### WHAT YOU SHOULD DO:
Count how many lines of the records below contain the word "tower". Reply with the number alone.

......

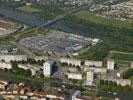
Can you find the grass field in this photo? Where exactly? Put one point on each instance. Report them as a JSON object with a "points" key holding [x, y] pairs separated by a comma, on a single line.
{"points": [[88, 16], [29, 9], [121, 56]]}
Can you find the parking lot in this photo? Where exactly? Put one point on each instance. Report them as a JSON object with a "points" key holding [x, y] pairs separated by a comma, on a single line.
{"points": [[7, 27], [58, 42]]}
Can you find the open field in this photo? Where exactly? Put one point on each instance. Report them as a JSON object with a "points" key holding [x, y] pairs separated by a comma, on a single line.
{"points": [[88, 16], [29, 9]]}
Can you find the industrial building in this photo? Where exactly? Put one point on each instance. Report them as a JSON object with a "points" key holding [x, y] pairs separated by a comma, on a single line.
{"points": [[110, 64], [75, 76], [47, 68], [96, 69], [9, 58], [93, 63], [6, 65], [75, 62], [89, 77], [32, 68]]}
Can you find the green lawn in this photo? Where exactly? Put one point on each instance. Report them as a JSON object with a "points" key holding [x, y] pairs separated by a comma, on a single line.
{"points": [[88, 16], [29, 9]]}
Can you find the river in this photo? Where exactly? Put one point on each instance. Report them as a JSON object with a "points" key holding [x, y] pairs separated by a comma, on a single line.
{"points": [[33, 21]]}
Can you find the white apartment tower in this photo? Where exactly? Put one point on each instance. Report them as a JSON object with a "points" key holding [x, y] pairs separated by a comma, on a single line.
{"points": [[47, 69], [89, 77], [110, 64]]}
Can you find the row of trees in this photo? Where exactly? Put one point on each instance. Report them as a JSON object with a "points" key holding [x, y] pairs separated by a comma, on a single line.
{"points": [[112, 86], [30, 61], [114, 38]]}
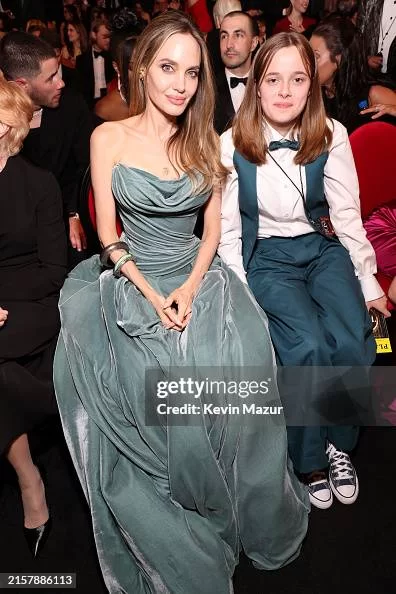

......

### TASK RESULT:
1